• _Work request 1_:
From the eating disorders overview, copy the text word for word from "Types of Eating" to "assessment or diagnosis.".
• _Work request 2_:
Summarize the eating disorders overview in three sentences.

• _Passage provided_:
======
Types of Eating Disorders
Eating disorders do not have one look, one cause, or one path to recovery
Eating disorders are serious mental and physical health conditions involving persistent disturbances in eating, nourishment, body image, or related behaviors.
They can affect people of every age, gender, race, body size, ability, and background. Someone does not need to meet every diagnostic criterion, lose weight, or appear visibly unwell to deserve care.
This page offers a general overview. Only a qualified clinician can provide an assessment or diagnosis.
Different presentations can share serious risks and distress
These descriptions are educational summaries, not diagnostic checklists. A person may move between diagnoses or experience overlapping symptoms.
Restriction, fear, and difficulty meeting the body’s needs
Anorexia nervosa can involve significant restriction, intense fear of weight gain, and behaviors that interfere with nourishment or weight restoration.
- Restriction or persistent difficulty eating enough
- Fear of weight gain or body changes
- Rigid food or movement rules
- Body image disturbance or difficulty recognizing medical risk
Cycles of binge eating and compensatory behaviors
Bulimia nervosa involves recurrent binge-eating episodes followed by attempts to compensate or prevent feared consequences.
======
• _Available data_:
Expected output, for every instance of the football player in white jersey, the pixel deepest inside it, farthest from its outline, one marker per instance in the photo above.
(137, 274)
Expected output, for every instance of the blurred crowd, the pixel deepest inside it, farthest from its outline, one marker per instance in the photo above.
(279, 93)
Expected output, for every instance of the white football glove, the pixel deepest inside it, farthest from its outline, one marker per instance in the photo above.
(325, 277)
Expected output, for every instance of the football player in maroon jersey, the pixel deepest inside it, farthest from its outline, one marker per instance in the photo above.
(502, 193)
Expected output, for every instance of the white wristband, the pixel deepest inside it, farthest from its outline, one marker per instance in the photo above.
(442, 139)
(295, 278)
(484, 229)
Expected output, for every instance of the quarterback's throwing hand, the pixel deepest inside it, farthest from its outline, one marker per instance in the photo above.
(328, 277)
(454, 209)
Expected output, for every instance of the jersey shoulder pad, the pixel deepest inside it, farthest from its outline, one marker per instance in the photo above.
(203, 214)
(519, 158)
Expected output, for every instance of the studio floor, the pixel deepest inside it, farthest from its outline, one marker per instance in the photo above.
======
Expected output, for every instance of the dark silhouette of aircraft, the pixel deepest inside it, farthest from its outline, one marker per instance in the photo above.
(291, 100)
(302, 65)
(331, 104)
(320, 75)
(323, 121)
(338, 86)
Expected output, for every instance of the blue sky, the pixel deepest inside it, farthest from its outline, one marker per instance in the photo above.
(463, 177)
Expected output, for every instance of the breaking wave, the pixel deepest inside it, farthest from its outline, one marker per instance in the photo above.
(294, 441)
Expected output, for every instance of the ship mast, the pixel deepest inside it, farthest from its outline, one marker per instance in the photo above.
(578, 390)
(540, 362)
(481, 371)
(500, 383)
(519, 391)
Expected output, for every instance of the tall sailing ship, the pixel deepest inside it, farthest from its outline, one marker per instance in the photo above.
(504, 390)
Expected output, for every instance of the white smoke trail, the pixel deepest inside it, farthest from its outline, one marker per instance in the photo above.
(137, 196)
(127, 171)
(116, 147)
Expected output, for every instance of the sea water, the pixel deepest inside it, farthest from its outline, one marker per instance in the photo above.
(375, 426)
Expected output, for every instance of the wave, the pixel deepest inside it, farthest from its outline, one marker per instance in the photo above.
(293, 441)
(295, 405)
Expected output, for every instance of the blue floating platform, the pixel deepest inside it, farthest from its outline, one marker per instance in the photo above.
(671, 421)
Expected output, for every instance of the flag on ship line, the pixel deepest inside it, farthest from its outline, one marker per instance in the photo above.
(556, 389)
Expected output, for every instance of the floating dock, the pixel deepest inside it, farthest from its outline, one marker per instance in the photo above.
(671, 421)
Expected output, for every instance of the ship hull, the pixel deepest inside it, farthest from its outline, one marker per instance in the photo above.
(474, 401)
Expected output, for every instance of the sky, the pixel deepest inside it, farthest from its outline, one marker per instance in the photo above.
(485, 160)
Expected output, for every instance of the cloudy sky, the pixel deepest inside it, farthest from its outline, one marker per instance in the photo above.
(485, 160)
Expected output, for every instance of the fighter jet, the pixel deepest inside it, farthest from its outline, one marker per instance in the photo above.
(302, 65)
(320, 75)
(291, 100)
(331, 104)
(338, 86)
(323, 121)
======
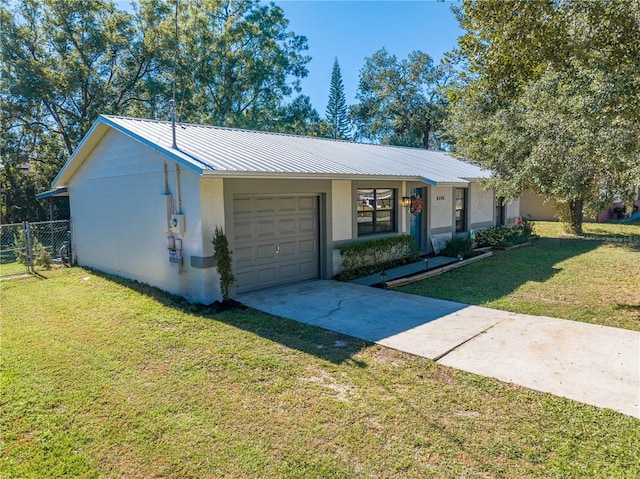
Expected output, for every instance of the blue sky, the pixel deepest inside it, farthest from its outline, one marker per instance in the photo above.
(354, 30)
======
• _Exercise output 1_:
Types of Eating Disorders
Eating disorders do not have one look, one cause, or one path to recovery
Eating disorders are serious mental and physical health conditions involving persistent disturbances in eating, nourishment, body image, or related behaviors.
They can affect people of every age, gender, race, body size, ability, and background. Someone does not need to meet every diagnostic criterion, lose weight, or appear visibly unwell to deserve care.
This page offers a general overview. Only a qualified clinician can provide an assessment or diagnosis.

• _Exercise output 2_:
Eating disorders are serious mental and physical health conditions that involve persistent disturbances in eating, nourishment, body image, or related behaviors, and they can affect people of every age, gender, race, body size, ability, and background. Anorexia nervosa can involve significant restriction, intense fear of weight gain, and behaviors that interfere with nourishment. Bulimia nervosa involves recurrent binge-eating episodes followed by attempts to compensate, and only a qualified clinician can provide an assessment or diagnosis.